- Your task
Copy the part of the Singer 66 forum thread that opens with the words containing "The experts will" and closes with "objective opinions first.", keeping every word unchanged.

# Opinions Appreciated: Singer 66



## DoxieMom (Feb 2, 2007)

I am seriously considering purchasing a 1920's Singer 66. It's being sold locally by a couple who refurbishes them (She also has a long-arm quilting business). I know a lot of you use the older-model Singers, and I really would love your opinions on purchasing a older machine. I've always used newer machines. I have a Brother SQ9050 currently, and I do like it...BUT I've always LOVED those Singers in the cabinet. That's what my mother uses, and she is my inspiration. 

Here's one pic of it. The ad states that it has been "restored, cleaned, oiled and adjusted and runs like new." They are asking $150.
View attachment 10723


----------



## AngieM2 (May 10, 2002)

I don't have one, but if that really ran well, I would do $150 for it.

It's lovely and looks to be in good physical condition.

The experts will be along to tell you the knowledgeable view.


----------



## DoxieMom (Feb 2, 2007)

That's good to know, AngieM2. It looks lovely in the pictures, and the cabinet is in great shape as well, _if_ the pictures are honest.  I am leaning towards the purchase, but when you have "the fever," I know it's good to get some objective opinions first.


----------



## AngieM2 (May 10, 2002)

I think you'll get honest enabler opinions here :dance:


----------



## MoTightwad (Sep 6, 2011)

- Provided data
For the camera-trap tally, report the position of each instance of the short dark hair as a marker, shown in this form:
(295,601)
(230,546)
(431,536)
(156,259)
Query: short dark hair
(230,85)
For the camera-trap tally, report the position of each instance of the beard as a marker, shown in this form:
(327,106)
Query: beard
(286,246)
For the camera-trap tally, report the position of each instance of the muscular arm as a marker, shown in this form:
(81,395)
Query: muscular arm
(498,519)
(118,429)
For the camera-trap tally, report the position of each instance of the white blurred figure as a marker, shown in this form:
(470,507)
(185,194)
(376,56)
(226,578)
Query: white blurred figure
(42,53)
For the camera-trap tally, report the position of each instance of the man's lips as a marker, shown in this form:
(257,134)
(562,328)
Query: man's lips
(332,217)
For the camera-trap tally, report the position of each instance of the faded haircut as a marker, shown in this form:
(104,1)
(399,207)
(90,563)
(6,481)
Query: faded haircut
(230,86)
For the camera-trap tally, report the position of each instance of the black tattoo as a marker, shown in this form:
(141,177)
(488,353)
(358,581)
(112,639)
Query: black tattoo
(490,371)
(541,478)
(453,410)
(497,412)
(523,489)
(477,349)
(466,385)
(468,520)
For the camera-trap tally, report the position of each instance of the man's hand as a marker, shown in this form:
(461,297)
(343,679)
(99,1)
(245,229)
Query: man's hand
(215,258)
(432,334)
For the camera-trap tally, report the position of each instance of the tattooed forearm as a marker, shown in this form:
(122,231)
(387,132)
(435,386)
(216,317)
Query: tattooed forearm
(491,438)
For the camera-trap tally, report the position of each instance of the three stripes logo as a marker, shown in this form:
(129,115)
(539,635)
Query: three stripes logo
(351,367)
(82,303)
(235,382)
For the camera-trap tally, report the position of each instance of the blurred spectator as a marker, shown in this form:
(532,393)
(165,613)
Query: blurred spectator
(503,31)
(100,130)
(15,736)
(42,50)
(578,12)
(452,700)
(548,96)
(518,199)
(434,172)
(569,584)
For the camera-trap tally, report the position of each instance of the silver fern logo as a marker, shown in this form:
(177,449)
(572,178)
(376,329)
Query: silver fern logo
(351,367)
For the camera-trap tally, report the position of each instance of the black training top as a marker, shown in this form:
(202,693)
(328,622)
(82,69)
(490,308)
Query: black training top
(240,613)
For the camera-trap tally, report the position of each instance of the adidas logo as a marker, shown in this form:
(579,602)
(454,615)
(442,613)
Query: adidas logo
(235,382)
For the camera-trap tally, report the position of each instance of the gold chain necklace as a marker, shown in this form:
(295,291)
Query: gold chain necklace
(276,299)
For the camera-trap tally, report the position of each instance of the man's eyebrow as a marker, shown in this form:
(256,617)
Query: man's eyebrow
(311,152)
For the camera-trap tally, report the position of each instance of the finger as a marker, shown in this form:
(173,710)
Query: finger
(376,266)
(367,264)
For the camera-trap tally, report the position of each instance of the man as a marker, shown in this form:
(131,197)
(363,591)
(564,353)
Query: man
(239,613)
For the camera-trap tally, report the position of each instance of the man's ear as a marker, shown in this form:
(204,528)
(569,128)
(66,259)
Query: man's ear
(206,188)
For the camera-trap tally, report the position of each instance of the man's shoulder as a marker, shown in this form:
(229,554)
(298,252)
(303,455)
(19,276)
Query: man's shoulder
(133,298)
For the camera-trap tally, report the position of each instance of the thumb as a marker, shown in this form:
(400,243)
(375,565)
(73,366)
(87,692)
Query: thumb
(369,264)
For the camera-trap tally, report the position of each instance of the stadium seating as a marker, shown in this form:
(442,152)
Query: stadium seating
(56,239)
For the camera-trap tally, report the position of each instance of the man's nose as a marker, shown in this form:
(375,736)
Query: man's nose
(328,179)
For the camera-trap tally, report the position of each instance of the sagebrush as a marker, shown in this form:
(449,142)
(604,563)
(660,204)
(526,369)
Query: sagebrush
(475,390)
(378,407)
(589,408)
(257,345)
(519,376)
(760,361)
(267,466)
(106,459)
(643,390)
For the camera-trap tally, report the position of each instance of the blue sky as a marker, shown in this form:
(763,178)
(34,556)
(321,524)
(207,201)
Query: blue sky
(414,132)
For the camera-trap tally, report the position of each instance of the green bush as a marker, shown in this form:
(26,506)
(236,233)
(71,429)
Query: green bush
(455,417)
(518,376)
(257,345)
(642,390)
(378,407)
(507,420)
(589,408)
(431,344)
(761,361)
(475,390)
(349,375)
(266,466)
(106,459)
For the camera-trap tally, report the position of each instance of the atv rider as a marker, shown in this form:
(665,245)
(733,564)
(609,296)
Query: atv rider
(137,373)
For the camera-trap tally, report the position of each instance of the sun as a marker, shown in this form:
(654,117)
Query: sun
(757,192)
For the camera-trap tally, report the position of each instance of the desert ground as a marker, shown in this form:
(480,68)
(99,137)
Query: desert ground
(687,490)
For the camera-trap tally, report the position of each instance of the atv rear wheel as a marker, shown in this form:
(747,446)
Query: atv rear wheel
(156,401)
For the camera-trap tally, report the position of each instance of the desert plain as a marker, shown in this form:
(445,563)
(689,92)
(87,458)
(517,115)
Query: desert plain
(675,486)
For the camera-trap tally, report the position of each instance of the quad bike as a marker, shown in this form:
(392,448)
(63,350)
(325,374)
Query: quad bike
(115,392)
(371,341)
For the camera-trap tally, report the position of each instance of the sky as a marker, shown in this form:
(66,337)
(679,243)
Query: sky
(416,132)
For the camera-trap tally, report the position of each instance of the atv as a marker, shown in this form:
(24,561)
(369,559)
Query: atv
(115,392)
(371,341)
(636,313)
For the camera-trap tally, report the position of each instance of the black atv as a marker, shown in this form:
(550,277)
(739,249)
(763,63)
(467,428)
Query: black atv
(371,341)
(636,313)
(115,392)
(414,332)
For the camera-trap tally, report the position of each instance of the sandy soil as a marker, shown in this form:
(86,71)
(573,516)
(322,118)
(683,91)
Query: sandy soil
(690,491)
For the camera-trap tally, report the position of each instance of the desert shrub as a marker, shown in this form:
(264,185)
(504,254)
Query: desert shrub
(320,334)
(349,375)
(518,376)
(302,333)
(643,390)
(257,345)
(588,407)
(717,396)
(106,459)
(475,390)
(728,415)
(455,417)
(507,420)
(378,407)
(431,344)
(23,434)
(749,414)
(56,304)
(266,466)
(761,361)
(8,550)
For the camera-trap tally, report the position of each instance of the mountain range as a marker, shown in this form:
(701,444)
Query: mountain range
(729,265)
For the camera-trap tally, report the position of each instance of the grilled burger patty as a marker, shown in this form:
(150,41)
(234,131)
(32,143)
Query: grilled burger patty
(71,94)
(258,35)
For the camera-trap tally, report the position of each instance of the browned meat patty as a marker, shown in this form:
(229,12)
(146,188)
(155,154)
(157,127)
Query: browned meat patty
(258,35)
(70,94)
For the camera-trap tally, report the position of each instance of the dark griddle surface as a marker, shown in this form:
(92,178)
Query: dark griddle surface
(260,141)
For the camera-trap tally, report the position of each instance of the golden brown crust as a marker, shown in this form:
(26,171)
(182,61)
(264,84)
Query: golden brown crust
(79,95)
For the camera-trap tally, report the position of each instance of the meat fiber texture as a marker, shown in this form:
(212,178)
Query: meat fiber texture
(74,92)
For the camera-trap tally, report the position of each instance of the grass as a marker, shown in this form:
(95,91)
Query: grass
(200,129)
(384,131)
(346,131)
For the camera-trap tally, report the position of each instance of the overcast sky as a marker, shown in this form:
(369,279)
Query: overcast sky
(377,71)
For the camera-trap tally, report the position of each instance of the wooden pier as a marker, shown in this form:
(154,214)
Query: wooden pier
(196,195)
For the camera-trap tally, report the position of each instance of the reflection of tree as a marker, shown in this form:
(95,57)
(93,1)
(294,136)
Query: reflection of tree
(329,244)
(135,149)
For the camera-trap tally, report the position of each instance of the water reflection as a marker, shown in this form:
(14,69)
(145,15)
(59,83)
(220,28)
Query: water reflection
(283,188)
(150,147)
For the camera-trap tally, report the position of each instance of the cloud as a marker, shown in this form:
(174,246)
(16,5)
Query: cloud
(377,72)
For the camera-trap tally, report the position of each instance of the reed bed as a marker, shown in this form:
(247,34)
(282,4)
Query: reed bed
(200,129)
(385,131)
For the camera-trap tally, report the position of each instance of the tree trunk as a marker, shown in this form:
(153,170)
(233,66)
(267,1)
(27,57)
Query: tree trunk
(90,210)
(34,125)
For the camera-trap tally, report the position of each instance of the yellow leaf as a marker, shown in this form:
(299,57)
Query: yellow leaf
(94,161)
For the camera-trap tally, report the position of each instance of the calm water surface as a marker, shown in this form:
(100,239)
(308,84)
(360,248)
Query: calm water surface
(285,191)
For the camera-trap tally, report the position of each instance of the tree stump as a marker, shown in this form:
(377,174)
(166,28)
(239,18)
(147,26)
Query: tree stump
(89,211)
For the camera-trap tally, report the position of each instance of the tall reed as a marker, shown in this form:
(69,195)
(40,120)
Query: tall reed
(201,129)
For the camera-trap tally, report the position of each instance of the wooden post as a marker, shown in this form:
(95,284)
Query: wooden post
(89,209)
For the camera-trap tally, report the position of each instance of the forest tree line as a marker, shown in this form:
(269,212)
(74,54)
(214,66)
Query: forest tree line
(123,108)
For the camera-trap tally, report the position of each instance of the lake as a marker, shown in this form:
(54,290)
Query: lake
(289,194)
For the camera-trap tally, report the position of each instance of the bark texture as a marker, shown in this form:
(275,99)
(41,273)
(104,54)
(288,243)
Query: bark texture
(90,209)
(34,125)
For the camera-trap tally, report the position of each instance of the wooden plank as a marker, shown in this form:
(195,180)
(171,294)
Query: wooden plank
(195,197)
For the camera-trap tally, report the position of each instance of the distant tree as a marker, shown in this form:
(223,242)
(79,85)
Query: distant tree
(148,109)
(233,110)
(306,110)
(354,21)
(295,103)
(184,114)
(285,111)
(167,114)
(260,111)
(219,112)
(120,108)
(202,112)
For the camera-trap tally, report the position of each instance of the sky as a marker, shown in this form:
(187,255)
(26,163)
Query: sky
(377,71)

- Exercise response
The experts will be along to tell you the knowledgeable view.


----------



## DoxieMom (Feb 2, 2007)

That's good to know, AngieM2. It looks lovely in the pictures, and the cabinet is in great shape as well, _if_ the pictures are honest.  I am leaning towards the purchase, but when you have "the fever," I know it's good to get some objective opinions first.